Reproduce every one of the following records line for line, changing nothing.
===== Rows =====
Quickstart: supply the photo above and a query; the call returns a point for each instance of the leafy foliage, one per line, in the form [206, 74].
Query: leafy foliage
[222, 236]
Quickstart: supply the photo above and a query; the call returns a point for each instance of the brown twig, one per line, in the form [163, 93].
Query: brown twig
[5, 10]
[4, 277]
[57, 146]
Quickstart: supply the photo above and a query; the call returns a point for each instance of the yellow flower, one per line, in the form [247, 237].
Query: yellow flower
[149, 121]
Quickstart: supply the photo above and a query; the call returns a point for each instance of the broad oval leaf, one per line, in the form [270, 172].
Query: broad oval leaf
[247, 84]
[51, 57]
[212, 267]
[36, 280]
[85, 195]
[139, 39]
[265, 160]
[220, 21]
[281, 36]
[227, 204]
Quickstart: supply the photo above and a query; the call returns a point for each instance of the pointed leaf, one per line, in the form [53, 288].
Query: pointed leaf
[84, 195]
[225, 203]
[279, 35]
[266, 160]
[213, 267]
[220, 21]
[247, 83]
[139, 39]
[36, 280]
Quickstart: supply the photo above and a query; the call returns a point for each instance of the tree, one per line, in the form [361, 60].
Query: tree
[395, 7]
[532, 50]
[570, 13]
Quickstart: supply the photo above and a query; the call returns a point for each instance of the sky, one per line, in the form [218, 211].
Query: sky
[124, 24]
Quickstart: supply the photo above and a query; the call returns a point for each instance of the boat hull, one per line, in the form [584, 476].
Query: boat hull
=====
## Completed task
Quickstart: supply the photo above and a query; the call returns a point for each instance of the leafy foliage, one per line, in the form [206, 74].
Query: leafy foliage
[222, 236]
Quickstart: supply the photo above and a query; the call returns a point for each instance of the brown twig, one per line, in the form [163, 93].
Query: brown twig
[5, 10]
[4, 277]
[57, 146]
Quickstart: supply the photo above and a query; the call returns a point for each instance of the yellow flower, one per line, in the form [247, 237].
Query: yellow flower
[149, 121]
Quickstart: supply the photo above and a query; the call returns a point for each instance of the broad oval leaf, one per line, in the form [270, 172].
Query: broad oval leaf
[247, 84]
[51, 57]
[212, 267]
[36, 280]
[85, 195]
[139, 39]
[265, 160]
[220, 21]
[281, 36]
[227, 204]
Quickstart: supply the photo above and a query; the call returns a point for each instance of the pointed leaf, one per line, in the form [53, 288].
Query: pointed leaf
[84, 195]
[225, 203]
[279, 35]
[266, 160]
[213, 267]
[220, 21]
[247, 83]
[139, 39]
[36, 280]
Quickstart: supply the photo above and a query; the call returns a point for each instance of the tree, one per line, in the form [361, 60].
Query: tree
[395, 7]
[532, 50]
[570, 13]
Quickstart: supply the photo above and a query; the call returns a point for each instance of the sky, one per line, in the form [218, 211].
Query: sky
[124, 24]
Quickstart: supply the photo above and a query; the call returns a point for each instance of the boat hull, one per line, in the form [584, 476].
Query: boat hull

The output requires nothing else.